• **Aim of the task**
Tally the lines in the entries that contain the string "boat", and give only that number.

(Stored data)

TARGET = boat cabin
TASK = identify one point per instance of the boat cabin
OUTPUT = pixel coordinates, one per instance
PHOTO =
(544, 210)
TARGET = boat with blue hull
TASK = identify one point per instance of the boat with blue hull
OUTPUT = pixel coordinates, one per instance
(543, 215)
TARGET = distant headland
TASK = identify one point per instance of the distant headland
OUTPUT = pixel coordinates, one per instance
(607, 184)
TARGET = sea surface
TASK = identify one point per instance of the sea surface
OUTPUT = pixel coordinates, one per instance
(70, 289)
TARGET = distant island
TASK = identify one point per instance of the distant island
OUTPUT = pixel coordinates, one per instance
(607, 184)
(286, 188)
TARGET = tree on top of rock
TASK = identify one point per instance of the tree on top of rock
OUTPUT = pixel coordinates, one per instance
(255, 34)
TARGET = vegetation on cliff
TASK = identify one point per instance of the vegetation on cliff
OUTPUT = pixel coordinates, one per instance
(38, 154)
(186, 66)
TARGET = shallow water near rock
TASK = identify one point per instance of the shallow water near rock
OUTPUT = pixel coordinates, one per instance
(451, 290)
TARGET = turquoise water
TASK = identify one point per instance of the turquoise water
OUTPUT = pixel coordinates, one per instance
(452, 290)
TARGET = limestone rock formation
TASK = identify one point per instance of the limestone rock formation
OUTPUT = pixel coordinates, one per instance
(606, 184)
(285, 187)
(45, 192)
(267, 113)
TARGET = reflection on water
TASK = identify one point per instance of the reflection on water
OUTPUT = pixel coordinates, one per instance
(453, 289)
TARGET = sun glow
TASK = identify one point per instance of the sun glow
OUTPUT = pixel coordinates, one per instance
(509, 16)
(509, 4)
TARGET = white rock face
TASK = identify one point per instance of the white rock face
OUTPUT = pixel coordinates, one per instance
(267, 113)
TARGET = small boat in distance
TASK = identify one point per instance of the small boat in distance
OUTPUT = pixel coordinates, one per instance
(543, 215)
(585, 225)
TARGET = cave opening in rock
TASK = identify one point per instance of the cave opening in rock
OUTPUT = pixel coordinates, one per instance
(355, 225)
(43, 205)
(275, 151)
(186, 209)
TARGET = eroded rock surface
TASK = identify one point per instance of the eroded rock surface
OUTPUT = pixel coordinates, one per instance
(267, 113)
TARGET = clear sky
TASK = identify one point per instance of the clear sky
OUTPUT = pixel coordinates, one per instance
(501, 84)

* * *

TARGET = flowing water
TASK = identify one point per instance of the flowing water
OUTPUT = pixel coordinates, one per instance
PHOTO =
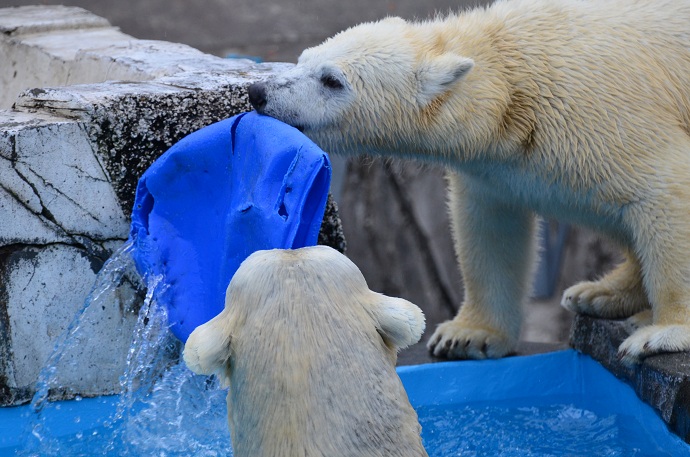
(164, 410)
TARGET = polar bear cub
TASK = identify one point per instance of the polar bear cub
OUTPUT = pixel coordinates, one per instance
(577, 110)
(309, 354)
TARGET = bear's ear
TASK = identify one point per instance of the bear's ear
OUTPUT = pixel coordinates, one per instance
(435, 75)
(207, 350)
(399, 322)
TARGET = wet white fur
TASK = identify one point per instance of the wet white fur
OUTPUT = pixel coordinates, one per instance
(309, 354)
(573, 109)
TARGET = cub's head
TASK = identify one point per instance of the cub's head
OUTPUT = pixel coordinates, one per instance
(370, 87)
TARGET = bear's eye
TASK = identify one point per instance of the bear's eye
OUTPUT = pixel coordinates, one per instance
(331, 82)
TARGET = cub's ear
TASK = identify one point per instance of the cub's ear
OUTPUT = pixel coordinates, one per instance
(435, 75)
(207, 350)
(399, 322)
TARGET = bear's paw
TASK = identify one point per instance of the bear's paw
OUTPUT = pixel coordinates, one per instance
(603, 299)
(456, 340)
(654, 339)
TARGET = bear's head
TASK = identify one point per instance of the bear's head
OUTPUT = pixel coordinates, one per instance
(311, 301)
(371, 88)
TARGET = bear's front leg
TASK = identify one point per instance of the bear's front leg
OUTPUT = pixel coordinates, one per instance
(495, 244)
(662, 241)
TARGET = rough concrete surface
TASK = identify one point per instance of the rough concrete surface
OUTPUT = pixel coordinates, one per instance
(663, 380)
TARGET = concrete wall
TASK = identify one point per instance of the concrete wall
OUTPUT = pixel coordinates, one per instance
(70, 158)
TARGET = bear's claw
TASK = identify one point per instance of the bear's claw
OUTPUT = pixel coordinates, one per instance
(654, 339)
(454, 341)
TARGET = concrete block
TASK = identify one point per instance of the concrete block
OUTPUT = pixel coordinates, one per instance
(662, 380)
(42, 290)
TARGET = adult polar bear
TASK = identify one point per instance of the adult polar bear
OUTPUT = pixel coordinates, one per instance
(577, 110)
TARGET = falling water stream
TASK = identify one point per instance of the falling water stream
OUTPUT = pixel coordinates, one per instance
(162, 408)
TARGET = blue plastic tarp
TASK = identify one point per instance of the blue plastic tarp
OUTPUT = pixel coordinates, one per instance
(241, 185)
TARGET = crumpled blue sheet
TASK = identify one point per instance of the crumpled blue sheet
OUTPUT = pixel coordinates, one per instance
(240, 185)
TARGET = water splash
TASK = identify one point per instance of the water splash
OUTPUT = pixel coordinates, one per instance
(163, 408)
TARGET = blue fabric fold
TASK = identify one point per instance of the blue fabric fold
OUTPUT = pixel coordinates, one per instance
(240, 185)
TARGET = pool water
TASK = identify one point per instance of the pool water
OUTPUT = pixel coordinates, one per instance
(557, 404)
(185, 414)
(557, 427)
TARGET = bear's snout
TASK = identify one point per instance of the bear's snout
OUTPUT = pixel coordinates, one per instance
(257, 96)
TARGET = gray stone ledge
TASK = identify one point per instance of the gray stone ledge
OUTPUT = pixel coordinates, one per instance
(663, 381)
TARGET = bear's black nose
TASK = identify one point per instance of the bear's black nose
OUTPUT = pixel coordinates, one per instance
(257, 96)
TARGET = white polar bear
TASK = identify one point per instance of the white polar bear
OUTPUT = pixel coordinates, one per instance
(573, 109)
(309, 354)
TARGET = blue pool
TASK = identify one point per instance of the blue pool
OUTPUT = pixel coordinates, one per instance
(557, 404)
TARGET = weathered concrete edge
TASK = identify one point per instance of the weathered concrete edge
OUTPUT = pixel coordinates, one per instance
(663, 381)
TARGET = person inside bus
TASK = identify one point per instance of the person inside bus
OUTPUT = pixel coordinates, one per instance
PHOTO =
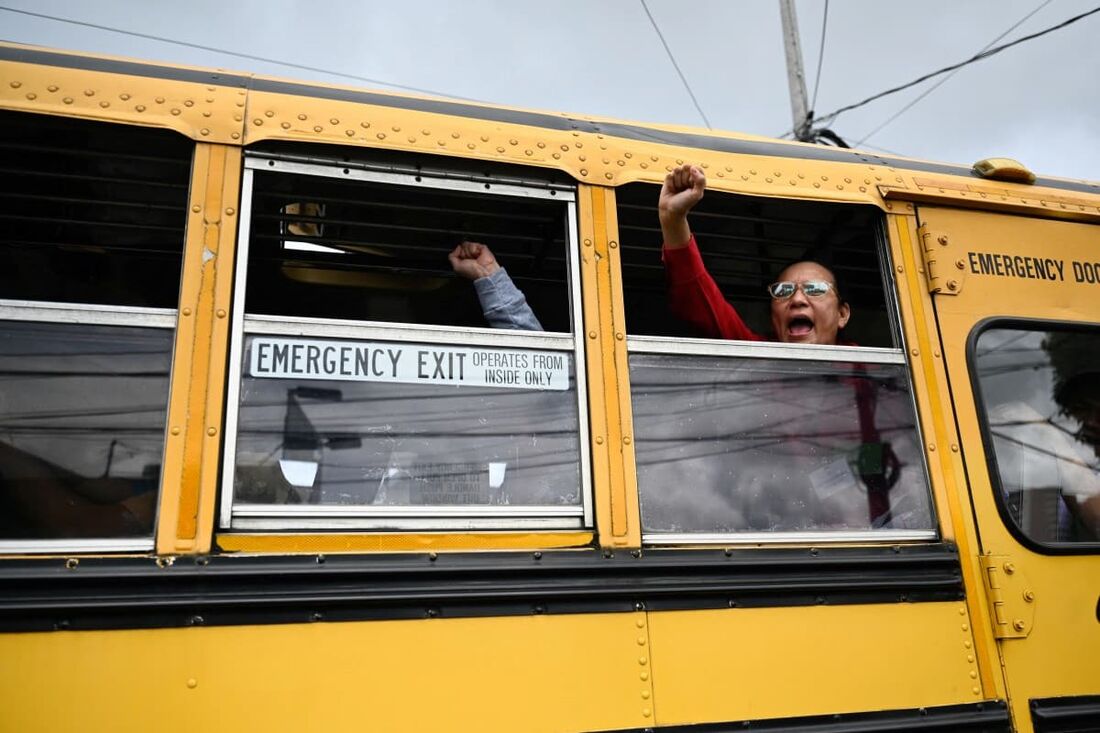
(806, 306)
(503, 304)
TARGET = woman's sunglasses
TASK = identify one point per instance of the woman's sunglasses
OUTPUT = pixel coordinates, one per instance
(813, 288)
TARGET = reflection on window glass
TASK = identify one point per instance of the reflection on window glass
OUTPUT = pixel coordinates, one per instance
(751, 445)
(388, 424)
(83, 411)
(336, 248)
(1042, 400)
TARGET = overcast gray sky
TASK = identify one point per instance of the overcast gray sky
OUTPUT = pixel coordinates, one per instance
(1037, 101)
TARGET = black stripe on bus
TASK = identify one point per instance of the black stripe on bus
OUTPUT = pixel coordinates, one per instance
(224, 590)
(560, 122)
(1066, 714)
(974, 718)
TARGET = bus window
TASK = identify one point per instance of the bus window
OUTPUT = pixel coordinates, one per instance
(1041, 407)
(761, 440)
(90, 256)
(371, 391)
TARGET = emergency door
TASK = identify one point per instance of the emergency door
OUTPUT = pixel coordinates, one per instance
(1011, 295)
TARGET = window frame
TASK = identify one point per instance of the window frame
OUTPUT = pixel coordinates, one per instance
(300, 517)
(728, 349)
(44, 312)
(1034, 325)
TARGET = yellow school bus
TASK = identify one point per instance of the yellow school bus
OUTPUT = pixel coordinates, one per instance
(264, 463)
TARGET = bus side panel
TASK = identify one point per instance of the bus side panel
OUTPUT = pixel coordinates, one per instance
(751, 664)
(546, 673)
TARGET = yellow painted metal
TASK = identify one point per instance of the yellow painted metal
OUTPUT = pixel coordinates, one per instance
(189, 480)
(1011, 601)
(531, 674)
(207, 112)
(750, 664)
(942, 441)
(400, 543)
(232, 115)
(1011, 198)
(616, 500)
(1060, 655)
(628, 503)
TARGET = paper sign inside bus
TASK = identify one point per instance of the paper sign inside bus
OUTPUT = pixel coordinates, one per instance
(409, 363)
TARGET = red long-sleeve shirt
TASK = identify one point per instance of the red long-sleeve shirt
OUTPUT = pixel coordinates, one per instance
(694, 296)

• **Exercise answer**
6